(Data items)
--- --- ---

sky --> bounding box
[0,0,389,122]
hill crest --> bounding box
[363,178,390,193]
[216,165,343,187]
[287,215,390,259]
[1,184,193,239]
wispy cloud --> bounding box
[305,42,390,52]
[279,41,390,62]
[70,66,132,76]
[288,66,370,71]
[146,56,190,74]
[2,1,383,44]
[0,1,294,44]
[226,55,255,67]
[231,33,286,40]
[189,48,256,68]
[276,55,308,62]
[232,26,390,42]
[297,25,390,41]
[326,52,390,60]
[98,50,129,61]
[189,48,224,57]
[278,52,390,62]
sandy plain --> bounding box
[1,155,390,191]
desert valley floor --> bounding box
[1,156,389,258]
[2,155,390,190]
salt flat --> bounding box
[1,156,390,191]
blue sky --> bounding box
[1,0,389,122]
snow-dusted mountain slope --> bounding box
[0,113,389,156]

--- --- ---

Exercise aim:
This calls for repeating all of the records, character for character.

Task answer:
sky --> bounding box
[0,0,389,122]
hill crest --> bounding box
[363,178,390,193]
[216,165,343,187]
[287,215,390,259]
[1,184,193,239]
wispy cloud --> bounding box
[305,42,390,52]
[279,41,390,62]
[70,66,132,76]
[288,66,370,71]
[146,56,190,74]
[2,1,383,44]
[0,1,294,44]
[226,55,255,67]
[231,33,286,40]
[189,48,256,68]
[276,55,308,62]
[232,26,390,42]
[297,25,390,41]
[326,52,390,60]
[98,50,129,61]
[189,48,224,57]
[278,52,390,62]
sandy plain --> bounding box
[1,155,390,191]
desert valley floor --> bounding box
[1,156,389,258]
[2,155,390,190]
salt flat --> bounding box
[1,156,390,191]
blue sky --> bounding box
[1,0,389,122]
snow-dusted mountain slope --> bounding box
[0,113,389,156]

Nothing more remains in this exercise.